Task instructions>
Exactly the lines from the one containing "Each instance of the sea stack" through the final line of the listing are to be retyped, and nothing more.

Coordinate annotation entries
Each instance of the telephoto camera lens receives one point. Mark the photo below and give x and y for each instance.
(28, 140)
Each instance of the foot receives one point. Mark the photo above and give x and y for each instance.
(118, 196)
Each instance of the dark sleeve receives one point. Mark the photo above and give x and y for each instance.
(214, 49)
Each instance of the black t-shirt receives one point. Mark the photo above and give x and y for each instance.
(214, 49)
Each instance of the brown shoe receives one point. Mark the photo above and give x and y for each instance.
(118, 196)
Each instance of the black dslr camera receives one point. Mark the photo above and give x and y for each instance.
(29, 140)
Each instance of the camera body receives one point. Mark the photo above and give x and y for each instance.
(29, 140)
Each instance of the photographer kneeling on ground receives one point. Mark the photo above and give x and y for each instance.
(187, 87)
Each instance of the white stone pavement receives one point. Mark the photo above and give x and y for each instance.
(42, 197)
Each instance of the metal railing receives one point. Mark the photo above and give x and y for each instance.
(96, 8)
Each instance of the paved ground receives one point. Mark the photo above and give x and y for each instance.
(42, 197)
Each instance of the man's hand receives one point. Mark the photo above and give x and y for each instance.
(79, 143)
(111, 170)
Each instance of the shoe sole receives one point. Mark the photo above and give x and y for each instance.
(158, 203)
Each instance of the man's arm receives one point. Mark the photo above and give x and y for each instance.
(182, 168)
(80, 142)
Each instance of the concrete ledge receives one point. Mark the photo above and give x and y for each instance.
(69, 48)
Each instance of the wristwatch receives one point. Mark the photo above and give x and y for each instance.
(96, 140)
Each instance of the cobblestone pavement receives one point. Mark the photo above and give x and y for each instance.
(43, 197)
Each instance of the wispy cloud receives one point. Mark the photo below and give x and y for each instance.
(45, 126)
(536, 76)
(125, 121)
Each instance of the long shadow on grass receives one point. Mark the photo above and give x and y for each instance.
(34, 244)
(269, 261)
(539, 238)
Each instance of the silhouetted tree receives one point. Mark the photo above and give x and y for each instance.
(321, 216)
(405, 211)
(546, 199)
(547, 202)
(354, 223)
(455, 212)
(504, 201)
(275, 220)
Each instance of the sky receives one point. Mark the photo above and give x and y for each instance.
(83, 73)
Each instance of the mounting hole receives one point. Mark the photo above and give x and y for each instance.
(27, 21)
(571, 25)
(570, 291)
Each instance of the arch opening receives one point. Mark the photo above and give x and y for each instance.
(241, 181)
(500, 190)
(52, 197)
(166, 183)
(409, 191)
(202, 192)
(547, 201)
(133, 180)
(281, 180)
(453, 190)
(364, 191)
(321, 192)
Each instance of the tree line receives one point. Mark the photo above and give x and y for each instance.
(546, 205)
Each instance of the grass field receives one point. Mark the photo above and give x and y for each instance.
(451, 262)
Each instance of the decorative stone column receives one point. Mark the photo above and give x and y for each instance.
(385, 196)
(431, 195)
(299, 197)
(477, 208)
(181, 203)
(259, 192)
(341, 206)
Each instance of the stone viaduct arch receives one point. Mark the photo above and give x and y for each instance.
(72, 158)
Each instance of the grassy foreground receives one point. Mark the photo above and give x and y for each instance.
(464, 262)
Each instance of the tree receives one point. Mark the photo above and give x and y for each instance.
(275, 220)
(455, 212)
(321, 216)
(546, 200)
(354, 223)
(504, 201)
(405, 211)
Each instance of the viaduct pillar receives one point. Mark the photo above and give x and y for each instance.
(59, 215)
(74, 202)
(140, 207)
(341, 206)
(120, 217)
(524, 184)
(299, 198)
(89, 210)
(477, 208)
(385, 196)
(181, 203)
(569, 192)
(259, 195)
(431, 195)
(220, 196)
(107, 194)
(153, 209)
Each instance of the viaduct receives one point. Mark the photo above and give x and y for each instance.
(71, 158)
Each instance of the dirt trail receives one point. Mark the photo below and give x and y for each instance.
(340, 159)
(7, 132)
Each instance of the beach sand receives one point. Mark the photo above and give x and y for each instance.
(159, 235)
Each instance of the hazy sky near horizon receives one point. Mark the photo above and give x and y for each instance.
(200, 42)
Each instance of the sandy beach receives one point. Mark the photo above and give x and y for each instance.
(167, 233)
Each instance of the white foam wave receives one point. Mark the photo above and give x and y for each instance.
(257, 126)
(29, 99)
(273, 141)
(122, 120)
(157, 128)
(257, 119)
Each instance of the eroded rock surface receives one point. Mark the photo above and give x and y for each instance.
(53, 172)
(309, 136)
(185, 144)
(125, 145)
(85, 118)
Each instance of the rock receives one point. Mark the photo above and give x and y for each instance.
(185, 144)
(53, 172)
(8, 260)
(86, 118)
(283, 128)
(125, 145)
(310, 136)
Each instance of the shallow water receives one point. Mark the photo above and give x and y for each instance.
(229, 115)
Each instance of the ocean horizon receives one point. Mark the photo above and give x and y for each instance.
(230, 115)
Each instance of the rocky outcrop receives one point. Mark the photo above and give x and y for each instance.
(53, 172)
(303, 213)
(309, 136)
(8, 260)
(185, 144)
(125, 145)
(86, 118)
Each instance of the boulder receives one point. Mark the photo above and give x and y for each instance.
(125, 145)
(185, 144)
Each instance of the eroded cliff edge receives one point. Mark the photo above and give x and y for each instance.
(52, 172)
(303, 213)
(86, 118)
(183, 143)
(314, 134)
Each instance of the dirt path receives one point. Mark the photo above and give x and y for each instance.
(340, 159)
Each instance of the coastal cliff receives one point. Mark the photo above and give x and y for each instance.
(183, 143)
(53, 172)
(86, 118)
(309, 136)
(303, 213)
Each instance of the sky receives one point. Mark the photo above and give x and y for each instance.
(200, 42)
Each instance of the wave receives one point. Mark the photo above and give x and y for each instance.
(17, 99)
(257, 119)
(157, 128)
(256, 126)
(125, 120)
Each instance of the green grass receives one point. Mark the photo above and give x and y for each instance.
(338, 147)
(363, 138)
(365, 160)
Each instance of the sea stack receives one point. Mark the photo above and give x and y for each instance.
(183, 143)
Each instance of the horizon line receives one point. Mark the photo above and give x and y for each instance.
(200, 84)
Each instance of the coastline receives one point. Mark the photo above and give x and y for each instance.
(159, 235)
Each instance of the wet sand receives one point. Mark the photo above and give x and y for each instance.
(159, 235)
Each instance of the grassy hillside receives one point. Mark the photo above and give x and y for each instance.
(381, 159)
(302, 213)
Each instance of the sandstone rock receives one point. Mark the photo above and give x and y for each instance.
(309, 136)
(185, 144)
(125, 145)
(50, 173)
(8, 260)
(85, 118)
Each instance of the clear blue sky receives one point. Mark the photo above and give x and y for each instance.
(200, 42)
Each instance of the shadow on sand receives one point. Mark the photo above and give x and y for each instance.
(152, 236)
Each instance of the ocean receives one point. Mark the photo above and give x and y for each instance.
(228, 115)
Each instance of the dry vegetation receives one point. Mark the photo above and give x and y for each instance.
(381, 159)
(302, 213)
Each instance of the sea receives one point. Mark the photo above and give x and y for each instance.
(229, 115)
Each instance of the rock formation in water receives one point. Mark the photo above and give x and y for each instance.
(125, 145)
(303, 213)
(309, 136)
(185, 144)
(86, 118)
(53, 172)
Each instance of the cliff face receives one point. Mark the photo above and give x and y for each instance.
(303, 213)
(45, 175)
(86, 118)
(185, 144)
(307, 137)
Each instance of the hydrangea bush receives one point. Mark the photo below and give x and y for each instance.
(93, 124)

Final result>
Each instance of the sea stack receives one point. Mark the photo above and give x and y for each instance.
(183, 143)
Each instance of the horizon line receives one point. Mark the photo above and give x and y for each instance.
(200, 84)
Each instance of the coastline receives one point. Mark the photo above and give x and y for each instance.
(159, 235)
Each instance of the wet sand receives one point. Mark the photo above and give x and y for each instance.
(159, 235)
Each instance of the grassy hillside receives one point. Mark the photo above and give x and y for each instance.
(381, 159)
(302, 213)
Each instance of the sandstone rock receives one point. Mark the photo above and give x and y for each instance.
(309, 136)
(185, 144)
(125, 145)
(50, 173)
(8, 260)
(85, 118)
Each instance of the clear blue sky receives one point. Mark the photo above and give x and y for each instance.
(200, 42)
Each instance of the shadow on sand receives one point. Mark the photo above and give x and y for each instance.
(152, 236)
Each instance of the ocean receives one point. Mark the photo above and give x and y for each instance.
(228, 115)
Each instance of the dry vegetation receives one point. Mark the photo above and give x and y for each instance.
(381, 159)
(302, 213)
Each instance of the sea receives one point. Mark the photo above and give x and y for each instance.
(229, 115)
Each instance of the rock formation in water receives one point. Mark the photo above and give x and y for each instance.
(125, 145)
(303, 213)
(309, 136)
(185, 144)
(86, 118)
(53, 172)
Each instance of the cliff face receives one point. Mark the photo above and give x and y for each instance.
(303, 213)
(45, 175)
(86, 118)
(185, 144)
(307, 137)
Each instance of the hydrangea bush receives one point. Mark the photo below and give x and y for each instance.
(93, 124)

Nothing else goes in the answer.